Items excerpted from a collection
+---+

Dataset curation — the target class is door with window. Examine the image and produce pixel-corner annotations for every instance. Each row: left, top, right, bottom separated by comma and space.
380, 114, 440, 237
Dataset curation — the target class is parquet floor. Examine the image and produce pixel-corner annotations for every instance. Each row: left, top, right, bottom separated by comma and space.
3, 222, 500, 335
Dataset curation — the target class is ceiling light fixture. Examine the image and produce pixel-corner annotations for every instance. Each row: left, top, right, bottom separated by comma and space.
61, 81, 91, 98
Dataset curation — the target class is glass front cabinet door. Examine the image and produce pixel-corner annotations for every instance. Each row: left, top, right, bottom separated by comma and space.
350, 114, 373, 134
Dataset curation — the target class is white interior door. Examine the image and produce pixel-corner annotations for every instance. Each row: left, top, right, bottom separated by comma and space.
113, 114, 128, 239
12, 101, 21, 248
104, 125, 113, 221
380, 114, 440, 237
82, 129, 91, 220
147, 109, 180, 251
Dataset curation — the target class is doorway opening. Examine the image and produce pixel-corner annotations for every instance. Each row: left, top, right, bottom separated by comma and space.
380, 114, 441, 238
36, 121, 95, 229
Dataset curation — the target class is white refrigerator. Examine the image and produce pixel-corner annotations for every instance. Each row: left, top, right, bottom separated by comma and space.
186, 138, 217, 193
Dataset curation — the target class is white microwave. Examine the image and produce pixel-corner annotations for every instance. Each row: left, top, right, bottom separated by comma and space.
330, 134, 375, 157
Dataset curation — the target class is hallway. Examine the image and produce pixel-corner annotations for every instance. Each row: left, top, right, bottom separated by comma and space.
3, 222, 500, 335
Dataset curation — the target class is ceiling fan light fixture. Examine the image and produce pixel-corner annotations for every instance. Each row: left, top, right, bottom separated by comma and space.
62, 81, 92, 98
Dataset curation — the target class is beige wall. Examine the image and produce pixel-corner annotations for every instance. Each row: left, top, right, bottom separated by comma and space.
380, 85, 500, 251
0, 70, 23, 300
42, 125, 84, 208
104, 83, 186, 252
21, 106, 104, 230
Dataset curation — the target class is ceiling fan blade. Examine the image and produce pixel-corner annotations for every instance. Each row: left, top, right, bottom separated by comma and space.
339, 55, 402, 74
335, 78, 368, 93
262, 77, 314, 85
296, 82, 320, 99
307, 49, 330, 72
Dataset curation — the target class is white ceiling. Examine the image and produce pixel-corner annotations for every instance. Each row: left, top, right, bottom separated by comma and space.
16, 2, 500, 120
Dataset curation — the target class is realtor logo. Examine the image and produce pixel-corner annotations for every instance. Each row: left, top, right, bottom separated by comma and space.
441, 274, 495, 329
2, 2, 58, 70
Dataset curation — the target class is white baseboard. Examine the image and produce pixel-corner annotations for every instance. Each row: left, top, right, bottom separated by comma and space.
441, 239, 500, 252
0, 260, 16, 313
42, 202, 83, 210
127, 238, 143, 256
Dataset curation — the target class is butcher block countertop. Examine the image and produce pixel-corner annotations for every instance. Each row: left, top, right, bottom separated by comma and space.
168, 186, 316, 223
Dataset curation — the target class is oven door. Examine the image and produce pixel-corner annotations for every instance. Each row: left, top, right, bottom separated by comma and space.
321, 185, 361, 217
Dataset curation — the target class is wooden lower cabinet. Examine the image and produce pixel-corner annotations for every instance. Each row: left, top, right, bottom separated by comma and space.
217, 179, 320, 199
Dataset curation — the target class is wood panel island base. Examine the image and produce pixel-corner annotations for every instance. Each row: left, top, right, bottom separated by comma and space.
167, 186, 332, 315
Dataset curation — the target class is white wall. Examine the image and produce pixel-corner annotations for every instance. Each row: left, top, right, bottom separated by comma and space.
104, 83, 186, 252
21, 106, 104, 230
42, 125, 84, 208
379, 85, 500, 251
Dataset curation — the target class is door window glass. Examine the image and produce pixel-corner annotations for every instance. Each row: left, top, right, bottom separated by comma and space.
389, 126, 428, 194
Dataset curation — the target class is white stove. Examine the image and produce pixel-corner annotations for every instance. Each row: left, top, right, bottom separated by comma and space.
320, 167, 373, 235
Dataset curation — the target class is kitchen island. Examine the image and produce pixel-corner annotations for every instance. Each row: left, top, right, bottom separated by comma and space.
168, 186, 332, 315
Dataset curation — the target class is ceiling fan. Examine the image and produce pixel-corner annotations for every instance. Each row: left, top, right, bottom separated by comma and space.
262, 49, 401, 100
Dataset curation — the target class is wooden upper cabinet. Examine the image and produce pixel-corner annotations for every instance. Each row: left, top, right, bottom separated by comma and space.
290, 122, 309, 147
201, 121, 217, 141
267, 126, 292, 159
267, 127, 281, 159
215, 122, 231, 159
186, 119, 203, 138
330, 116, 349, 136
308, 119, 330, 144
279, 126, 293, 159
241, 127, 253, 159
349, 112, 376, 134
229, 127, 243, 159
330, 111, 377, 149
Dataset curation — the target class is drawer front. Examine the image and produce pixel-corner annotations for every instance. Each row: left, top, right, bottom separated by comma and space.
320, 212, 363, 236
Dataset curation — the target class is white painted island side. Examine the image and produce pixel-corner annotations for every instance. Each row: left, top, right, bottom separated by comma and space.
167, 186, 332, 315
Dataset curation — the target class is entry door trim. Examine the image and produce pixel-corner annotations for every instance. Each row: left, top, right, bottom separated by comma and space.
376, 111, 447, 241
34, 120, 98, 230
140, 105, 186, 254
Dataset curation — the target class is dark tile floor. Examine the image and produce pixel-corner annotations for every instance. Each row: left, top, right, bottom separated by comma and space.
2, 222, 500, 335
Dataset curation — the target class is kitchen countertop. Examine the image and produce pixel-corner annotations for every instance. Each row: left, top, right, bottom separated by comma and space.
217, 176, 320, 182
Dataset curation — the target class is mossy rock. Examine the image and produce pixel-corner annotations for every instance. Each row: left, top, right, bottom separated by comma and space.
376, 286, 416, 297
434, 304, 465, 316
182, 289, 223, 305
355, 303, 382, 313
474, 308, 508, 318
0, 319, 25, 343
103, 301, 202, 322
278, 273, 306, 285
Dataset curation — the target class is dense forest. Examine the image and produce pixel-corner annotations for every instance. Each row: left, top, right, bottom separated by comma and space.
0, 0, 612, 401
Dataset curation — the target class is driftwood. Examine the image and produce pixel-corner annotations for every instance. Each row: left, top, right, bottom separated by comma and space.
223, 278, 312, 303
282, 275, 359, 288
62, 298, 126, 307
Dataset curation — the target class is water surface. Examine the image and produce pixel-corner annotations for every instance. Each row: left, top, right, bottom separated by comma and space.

+---+

■ **WORK TO DO**:
Retype everything above from the line that contains "Dataset curation — the target class is white ceiling." down to the line that contains "16, 2, 500, 120", including both of those lines.

■ **RESULT OF THIS TASK**:
Dataset curation — the target class is white ceiling. Examine the image and produce pixel-corner annotations for every instance. Each row: left, top, right, bottom separated by comma and space.
16, 2, 500, 120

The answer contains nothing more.